## What to produce
Give as output the line that contains "If you could locate the chimney", followed by every remaining line of the entries, unchanged and with nothing added.

## Working data

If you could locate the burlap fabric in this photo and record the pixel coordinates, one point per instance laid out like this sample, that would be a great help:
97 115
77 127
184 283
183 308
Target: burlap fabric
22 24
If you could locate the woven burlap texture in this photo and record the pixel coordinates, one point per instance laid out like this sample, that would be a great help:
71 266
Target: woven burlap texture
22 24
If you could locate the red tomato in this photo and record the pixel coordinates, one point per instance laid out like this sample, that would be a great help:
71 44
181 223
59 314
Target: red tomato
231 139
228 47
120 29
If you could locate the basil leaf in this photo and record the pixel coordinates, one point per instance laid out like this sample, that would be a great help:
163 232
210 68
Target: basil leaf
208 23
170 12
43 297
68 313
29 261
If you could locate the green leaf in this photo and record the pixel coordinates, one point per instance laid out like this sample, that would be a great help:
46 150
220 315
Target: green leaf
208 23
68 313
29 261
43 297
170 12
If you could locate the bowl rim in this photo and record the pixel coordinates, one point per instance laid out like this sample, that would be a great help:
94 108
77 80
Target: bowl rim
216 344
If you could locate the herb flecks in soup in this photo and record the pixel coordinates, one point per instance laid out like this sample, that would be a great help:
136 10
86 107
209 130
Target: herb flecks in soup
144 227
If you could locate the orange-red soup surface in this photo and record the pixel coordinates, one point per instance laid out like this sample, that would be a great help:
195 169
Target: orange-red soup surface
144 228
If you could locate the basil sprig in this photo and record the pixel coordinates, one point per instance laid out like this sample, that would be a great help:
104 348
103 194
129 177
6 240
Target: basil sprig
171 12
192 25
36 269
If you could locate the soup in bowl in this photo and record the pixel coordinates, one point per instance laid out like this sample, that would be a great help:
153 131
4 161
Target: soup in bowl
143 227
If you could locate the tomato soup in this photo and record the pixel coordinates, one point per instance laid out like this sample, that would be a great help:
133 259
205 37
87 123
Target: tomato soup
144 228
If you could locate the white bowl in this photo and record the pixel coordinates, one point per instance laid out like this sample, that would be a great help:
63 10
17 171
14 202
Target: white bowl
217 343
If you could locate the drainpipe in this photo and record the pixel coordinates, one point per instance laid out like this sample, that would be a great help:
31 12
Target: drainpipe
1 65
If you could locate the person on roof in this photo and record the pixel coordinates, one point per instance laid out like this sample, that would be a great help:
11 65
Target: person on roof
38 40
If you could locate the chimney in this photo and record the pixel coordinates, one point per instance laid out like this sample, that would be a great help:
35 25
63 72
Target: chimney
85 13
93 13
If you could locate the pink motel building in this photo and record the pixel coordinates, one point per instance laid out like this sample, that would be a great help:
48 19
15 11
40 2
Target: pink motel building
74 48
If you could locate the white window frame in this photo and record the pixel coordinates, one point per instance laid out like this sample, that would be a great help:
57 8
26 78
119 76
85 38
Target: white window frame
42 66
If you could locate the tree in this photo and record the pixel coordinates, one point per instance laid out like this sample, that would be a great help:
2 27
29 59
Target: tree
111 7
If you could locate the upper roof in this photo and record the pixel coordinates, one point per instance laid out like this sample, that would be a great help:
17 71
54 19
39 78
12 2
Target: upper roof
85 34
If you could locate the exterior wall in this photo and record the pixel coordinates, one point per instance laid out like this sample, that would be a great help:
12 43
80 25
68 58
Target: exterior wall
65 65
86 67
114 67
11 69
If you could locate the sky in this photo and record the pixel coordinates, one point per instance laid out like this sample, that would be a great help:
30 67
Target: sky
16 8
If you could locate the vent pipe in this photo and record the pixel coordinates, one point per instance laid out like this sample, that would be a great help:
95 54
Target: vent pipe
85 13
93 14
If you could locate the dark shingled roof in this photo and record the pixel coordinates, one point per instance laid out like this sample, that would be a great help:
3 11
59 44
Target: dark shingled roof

## Written response
If you could locate the chimney in this photo and record the pixel coordinates, one point per instance laid out like this sample, that would be a great help:
35 25
63 72
Target: chimney
85 13
93 13
If you could locate the pink motel building in this photo and record the pixel coordinates, one point per instance laid out like this sample, that would be a great help:
48 19
15 11
40 2
Target: pink motel building
74 48
If you could locate the white window frame in this photo and record the pixel coordinates, one point per instance laid out like this sample, that would be a great help:
57 8
26 78
119 76
85 38
Target: white window frame
42 66
If you could locate the tree in this photo and record the pixel coordinates, one point per instance laid out like this sample, that would be a great help:
2 27
29 59
Target: tree
111 7
If you could locate the upper roof in this photo and record the pixel coordinates, one point per instance laid out like this sample, that would be a great help:
17 71
54 19
39 78
12 2
Target: upper roof
85 34
If you could locate the exterior wall in this photo and record the pixel coordinates, one point per instance laid out like this sample, that would be a great help:
12 43
80 25
68 58
Target: exterior wall
65 65
86 67
114 67
11 69
If you could locate the sky in this photo and record the pixel coordinates, one point per instance laid out like this sample, that would be a great help:
30 67
Target: sky
16 8
If you could locate the vent pipe in this photo and record the pixel coordinates, one point per instance laid out like this sample, that would be a great help:
95 54
Target: vent pipe
85 13
93 14
If you could locate the dark shingled roof in this photo and record the pixel coordinates, one point per instance laid out like this sample, that would be a great help:
3 11
59 44
Target: dark shingled roof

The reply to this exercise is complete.